**Exercise goal:**
Your answer must be an exact copy of the records below, minus the pictures.
START Data in this exercise
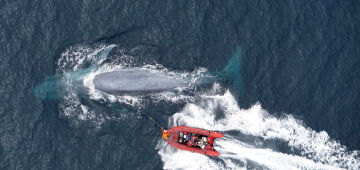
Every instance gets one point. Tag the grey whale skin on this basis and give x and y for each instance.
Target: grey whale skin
(135, 82)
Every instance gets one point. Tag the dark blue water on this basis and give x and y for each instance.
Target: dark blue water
(298, 58)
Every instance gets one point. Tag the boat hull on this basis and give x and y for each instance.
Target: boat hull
(175, 140)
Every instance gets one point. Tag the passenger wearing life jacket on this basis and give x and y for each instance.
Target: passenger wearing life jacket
(165, 133)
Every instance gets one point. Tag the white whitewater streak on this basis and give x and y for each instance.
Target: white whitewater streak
(316, 147)
(265, 157)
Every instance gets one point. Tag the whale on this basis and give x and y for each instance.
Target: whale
(136, 82)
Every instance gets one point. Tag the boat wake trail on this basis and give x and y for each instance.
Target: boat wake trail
(265, 141)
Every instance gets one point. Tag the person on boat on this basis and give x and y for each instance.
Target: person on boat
(165, 133)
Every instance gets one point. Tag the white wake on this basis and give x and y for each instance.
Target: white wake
(317, 149)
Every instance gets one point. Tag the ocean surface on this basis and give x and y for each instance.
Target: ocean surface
(281, 80)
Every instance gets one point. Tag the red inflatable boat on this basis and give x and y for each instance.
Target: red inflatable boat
(192, 139)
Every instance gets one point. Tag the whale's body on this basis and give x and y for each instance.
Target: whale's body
(135, 82)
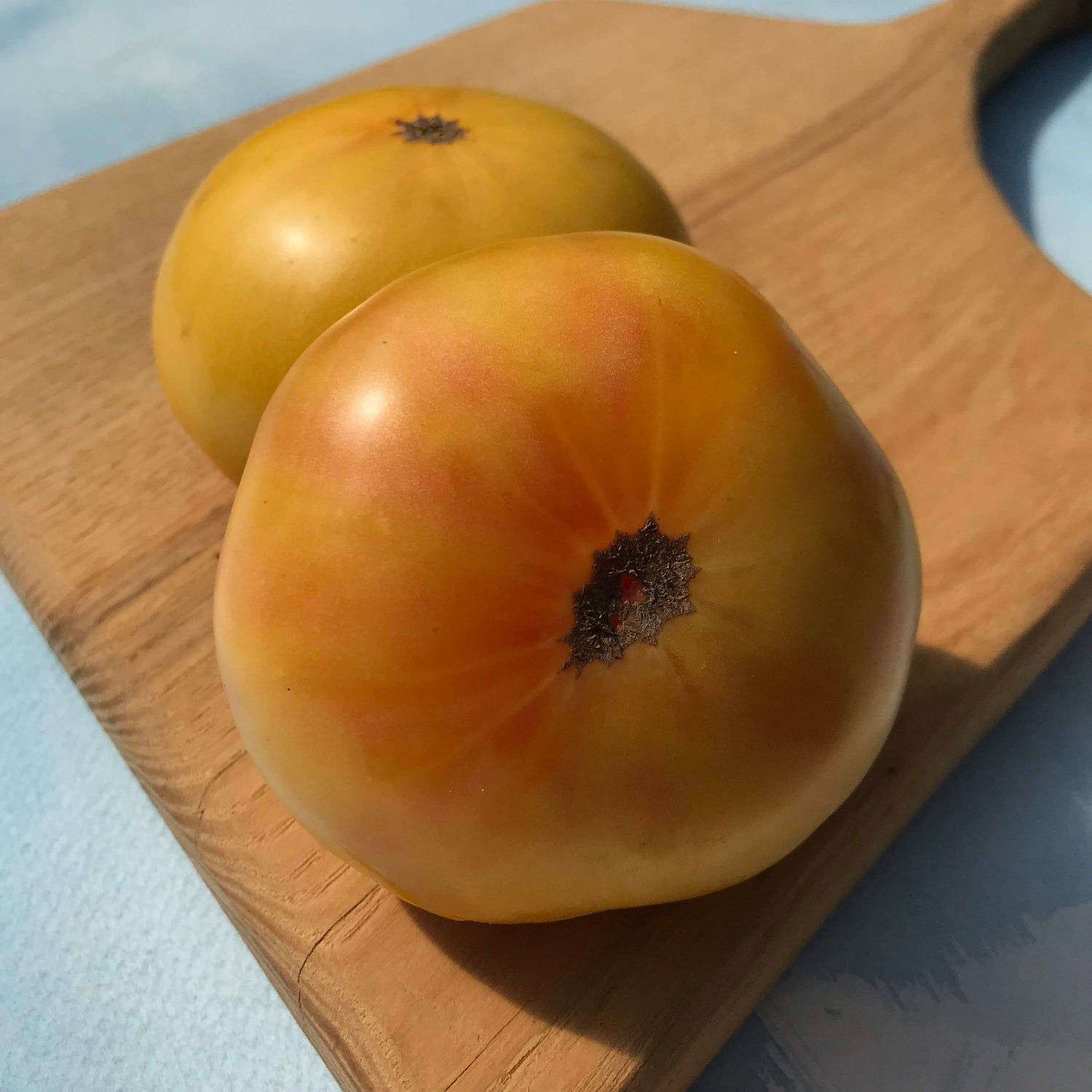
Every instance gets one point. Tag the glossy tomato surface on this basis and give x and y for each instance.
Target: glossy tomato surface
(310, 216)
(561, 578)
END Data in this exercise
**Problem solution:**
Every instance gets one point. Tag the grey whale skin on this basis and give x and y for each instance.
Target: grey whale skin
(135, 82)
Every instance gets one point. Tag the dark blue water on this basis and give x and y for each instance.
Target: dark blue water
(298, 58)
Every instance gets one point. Tag the boat hull on this basis and give x and y for each instance.
Target: boat hull
(175, 140)
Every instance gets one point. Tag the passenger wearing life jacket on this basis and give x and y for each instance.
Target: passenger wearing life jacket
(165, 133)
Every instance gets one point. Tag the white whitewater streak on this basis and give x and y for each instance.
Target: white whitewater streak
(316, 147)
(265, 157)
Every instance gets one point. Tag the whale on this basis and give x and y for each instance.
Target: whale
(136, 82)
Every instance gets one point. Tag the boat wake trail on this basis and give x and y for each instance.
Target: boat wake trail
(265, 141)
Every instance gets one point. Tag the person on boat on this basis and give x and y for each instance.
Target: person on boat
(165, 133)
Every instance gets one point. Tag the white wake on this basis and give x and y for each instance.
Target: white wake
(317, 149)
Every instance gets one point. Tag the ocean surface on this basis and give x and y for each instance.
Target: ocean surface
(281, 80)
Every instance gets one point. Tag the red inflatable boat on this basis and give x and y for each instance.
Target: red inflatable boat
(192, 139)
Every instance gets one point. Tag the whale's body on this basis and give x and y for each instance.
Target: whale's body
(135, 82)
Every instance gets one point. Tag the glossy tomato surface on this basis and give x and y for each instance.
Target: glossy tomato surface
(310, 216)
(561, 578)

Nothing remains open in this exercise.